Material provided section start

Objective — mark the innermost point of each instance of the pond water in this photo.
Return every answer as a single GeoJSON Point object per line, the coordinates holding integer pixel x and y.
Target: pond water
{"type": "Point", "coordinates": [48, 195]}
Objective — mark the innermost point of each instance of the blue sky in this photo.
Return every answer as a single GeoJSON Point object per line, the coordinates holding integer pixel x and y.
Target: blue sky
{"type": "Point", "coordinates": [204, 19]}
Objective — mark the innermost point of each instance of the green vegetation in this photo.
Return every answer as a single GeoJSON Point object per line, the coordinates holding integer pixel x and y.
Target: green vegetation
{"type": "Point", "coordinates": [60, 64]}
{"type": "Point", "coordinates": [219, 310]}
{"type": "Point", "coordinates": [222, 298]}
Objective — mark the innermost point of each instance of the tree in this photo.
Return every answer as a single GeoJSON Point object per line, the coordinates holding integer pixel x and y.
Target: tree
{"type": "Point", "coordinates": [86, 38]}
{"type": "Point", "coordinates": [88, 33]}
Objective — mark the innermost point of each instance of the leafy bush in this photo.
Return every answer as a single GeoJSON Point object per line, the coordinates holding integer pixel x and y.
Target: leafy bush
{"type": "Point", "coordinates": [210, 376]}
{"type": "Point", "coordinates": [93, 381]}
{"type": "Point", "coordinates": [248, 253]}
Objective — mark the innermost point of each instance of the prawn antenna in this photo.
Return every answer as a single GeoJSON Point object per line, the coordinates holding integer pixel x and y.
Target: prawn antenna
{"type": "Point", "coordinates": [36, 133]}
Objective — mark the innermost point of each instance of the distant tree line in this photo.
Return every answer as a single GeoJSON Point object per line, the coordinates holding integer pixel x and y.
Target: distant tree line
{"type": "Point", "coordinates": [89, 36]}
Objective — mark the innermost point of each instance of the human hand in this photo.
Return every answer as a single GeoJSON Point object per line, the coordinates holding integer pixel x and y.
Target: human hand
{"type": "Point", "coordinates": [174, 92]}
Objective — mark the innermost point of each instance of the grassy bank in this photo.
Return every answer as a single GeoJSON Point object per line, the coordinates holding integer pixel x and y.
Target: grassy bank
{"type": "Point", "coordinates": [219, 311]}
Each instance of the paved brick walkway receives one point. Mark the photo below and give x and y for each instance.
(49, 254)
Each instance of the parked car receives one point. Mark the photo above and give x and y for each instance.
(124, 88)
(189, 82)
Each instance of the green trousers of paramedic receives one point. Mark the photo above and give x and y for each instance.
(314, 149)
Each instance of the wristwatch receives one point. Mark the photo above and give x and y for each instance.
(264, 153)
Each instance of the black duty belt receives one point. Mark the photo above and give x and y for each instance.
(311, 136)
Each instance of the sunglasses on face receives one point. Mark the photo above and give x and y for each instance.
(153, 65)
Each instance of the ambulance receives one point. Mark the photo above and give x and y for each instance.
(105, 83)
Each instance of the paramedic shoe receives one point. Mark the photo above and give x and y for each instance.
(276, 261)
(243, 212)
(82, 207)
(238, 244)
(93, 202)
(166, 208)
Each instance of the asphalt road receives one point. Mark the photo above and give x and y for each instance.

Material provided section end

**Required action:**
Look above for every line with the word "innermost" and copy it.

**Solution to this exercise:**
Objective — mark the innermost point of each instance of the pond water in this photo.
Objective — mark the innermost point of each instance of the blue sky in this photo.
Objective — mark the innermost point of each instance of the green vegetation in this photo.
Objective — mark the innermost point of each instance of the tree in this photo.
Objective — mark the innermost point of each instance of the leafy bush in this photo.
Objective — mark the innermost point of each instance of the prawn antenna in this photo.
Objective — mark the innermost point of each instance of the distant tree line in this photo.
Objective — mark the innermost point of each instance of the human hand in this photo.
Objective — mark the innermost point of each instance of the grassy bank in this photo.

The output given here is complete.